▶ _Records from a data source_
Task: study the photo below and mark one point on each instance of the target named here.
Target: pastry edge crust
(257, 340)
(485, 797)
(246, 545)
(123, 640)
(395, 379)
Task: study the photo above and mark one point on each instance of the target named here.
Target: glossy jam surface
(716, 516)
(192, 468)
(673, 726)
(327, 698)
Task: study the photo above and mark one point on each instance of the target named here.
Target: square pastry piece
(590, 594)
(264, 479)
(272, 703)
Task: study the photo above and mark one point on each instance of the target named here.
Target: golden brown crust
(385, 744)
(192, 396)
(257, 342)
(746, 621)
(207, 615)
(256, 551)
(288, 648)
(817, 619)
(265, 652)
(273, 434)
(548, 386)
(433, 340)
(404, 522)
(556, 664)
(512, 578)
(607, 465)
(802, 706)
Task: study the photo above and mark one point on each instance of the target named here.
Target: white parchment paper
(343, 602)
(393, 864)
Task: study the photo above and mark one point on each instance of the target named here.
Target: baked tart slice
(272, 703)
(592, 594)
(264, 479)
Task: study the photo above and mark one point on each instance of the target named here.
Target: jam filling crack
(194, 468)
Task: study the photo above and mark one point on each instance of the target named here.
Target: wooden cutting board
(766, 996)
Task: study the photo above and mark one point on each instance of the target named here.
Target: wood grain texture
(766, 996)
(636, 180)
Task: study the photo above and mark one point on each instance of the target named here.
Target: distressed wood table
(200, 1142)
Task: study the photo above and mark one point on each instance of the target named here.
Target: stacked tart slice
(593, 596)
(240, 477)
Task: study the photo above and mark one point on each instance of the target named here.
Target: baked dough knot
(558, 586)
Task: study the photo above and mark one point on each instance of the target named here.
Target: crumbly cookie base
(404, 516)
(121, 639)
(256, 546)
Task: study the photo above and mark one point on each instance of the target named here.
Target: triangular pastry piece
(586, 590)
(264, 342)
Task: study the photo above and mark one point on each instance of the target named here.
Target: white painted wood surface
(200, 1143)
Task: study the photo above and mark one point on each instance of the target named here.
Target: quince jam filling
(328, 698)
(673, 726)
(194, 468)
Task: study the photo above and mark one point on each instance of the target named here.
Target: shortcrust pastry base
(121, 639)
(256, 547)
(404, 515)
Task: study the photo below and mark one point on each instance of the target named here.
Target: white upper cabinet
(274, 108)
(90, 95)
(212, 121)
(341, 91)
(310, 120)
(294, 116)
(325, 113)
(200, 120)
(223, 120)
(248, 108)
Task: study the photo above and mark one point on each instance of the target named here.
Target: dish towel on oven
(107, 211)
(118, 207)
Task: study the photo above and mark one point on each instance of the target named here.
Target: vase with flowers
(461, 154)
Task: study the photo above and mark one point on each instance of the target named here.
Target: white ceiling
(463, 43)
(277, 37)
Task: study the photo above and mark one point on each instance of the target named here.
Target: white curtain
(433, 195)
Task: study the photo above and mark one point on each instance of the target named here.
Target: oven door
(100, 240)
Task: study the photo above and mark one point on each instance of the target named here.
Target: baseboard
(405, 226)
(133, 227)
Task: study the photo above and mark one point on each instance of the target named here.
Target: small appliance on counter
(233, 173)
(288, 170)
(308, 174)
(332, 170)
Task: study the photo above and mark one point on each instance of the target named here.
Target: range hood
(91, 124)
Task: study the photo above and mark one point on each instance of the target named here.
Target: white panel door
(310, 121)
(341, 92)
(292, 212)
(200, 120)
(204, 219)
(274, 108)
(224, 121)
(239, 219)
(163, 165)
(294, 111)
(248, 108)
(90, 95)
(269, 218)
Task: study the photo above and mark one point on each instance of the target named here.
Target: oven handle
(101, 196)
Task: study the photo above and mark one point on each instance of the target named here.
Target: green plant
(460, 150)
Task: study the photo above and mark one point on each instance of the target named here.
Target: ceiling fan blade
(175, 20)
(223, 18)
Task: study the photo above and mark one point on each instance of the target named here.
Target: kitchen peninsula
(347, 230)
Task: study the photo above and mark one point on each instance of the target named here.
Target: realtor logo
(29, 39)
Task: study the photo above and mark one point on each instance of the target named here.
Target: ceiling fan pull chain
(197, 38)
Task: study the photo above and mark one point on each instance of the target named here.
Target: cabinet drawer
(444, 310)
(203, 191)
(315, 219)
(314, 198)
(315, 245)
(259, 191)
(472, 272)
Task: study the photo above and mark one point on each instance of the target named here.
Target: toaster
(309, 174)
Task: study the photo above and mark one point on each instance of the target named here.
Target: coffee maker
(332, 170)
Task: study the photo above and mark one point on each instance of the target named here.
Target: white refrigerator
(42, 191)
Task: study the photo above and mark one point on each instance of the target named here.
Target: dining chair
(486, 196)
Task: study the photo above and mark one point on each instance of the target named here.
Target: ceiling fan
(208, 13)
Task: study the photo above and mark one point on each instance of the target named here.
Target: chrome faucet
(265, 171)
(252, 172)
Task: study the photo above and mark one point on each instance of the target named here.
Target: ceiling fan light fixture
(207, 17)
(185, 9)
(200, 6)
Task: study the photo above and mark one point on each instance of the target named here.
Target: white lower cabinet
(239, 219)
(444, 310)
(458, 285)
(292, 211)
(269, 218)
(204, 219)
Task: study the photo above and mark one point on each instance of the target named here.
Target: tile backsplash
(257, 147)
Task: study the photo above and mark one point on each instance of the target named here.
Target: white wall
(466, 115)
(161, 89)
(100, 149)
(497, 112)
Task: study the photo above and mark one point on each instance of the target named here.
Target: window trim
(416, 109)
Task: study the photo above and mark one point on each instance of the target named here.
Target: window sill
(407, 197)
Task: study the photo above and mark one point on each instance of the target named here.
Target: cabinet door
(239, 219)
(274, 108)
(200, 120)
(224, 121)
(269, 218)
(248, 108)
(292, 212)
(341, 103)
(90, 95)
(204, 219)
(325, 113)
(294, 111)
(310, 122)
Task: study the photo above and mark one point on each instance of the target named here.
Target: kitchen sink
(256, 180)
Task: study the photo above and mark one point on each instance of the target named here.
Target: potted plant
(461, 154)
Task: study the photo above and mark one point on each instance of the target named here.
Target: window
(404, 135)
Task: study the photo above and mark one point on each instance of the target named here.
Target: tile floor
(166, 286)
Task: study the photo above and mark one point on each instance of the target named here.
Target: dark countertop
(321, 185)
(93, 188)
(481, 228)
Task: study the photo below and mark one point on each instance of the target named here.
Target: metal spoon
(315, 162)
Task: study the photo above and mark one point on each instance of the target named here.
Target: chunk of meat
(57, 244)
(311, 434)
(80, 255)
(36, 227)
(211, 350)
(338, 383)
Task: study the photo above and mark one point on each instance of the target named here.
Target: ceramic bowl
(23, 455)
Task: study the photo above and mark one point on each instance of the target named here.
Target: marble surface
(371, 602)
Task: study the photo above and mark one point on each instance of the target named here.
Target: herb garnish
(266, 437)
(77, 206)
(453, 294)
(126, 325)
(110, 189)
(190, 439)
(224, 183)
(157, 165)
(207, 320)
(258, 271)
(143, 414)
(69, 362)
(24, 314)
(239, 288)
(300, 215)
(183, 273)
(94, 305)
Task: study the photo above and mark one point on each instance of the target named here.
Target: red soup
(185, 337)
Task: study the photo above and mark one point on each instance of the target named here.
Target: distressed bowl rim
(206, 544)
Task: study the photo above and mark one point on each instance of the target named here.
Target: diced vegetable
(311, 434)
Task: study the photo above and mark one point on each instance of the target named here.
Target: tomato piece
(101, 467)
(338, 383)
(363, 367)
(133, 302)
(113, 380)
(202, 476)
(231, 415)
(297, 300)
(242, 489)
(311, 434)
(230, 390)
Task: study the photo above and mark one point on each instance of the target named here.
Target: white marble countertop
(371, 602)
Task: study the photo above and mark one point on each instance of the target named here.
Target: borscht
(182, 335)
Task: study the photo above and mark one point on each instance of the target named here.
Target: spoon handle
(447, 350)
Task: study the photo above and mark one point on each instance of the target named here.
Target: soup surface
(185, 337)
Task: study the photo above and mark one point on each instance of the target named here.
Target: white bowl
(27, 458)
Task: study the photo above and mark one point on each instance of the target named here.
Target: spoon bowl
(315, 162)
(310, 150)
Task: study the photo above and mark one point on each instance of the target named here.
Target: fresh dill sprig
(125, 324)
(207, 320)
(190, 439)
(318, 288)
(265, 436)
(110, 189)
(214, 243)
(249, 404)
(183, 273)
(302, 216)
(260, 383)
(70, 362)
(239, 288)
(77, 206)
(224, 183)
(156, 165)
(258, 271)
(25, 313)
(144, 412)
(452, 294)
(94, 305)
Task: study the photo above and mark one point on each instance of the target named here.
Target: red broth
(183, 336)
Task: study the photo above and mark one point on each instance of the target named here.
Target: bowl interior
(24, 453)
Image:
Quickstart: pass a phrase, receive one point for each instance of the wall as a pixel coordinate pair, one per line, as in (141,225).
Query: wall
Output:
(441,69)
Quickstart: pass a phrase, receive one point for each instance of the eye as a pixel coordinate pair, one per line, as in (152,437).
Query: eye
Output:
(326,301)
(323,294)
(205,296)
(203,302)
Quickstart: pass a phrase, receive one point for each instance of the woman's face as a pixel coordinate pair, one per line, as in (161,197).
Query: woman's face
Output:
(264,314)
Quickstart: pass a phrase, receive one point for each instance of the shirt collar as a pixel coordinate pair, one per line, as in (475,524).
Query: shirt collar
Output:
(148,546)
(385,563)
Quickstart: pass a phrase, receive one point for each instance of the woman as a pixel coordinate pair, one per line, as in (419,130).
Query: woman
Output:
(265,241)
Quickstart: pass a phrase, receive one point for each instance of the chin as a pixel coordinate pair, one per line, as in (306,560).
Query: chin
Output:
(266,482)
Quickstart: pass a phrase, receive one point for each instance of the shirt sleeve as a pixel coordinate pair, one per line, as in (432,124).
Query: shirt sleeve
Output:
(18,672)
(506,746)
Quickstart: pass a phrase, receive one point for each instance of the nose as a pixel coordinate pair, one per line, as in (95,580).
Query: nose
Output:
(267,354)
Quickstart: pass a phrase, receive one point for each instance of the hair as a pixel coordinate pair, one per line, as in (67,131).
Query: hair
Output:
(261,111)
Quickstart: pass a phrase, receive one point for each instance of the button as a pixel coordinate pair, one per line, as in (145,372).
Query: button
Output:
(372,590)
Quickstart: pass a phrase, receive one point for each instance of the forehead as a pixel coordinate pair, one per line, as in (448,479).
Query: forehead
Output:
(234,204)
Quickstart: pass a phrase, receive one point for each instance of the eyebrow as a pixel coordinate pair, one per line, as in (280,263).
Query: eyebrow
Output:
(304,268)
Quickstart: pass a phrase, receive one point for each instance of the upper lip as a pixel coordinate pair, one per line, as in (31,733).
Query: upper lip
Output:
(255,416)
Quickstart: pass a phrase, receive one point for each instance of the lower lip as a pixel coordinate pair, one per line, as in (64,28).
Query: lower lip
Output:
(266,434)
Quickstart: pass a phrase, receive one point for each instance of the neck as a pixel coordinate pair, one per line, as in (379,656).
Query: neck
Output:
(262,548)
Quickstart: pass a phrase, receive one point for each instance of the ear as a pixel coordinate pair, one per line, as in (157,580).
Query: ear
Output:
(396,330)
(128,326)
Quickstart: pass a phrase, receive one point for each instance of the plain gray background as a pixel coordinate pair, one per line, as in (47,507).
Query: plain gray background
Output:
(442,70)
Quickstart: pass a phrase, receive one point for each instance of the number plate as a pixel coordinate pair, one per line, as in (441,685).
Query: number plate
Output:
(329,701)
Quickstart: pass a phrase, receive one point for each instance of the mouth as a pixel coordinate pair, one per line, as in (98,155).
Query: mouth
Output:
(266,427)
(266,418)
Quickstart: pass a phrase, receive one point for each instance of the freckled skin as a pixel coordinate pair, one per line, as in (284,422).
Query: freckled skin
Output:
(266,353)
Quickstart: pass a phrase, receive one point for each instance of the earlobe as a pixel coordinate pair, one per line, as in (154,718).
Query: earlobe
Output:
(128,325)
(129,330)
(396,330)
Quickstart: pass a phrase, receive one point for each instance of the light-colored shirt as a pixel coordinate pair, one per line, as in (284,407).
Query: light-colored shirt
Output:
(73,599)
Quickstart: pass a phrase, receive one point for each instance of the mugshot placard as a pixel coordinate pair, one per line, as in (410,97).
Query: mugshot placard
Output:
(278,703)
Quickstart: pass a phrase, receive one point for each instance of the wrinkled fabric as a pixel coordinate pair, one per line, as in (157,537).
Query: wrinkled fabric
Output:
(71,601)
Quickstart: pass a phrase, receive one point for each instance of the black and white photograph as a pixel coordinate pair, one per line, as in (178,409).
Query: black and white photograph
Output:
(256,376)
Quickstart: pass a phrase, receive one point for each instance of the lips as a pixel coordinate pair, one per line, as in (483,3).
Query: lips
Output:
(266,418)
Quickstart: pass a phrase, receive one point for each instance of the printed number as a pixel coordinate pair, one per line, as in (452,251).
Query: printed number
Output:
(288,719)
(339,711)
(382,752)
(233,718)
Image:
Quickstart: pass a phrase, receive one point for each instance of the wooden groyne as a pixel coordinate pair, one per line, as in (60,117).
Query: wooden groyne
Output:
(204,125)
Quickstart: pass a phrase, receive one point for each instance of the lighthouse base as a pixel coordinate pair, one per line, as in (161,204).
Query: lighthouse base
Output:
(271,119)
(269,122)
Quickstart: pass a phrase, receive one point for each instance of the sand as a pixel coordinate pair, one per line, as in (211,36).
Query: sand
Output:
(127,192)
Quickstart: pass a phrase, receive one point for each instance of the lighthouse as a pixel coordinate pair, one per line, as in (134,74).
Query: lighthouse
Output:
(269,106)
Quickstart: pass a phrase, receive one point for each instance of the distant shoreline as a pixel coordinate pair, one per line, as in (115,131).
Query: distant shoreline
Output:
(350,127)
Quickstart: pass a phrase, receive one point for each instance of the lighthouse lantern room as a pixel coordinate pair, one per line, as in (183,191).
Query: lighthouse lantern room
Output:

▶ _Written problem_
Reproduce nothing but the lines from the line containing "as in (134,74)." to the last line of the data, each exactly as written.

▶ _Written response_
Quickstart: pass a phrase, receive one point for each instance of the lighthouse as a pixel coordinate pair, one per line, as in (134,74).
Query: lighthouse
Output:
(269,106)
Quickstart: pass a phrase, receive one point for each instance of the distant shoreline as a pixel coordinate pair, one per line, as in (115,131).
Query: distant shoreline
Output:
(350,127)
Quickstart: pass a phrase, receive one point for each instance of the lighthouse lantern room as a pixel coordinate pair, one per line, as in (183,191).
Query: lighthouse lantern room
Output:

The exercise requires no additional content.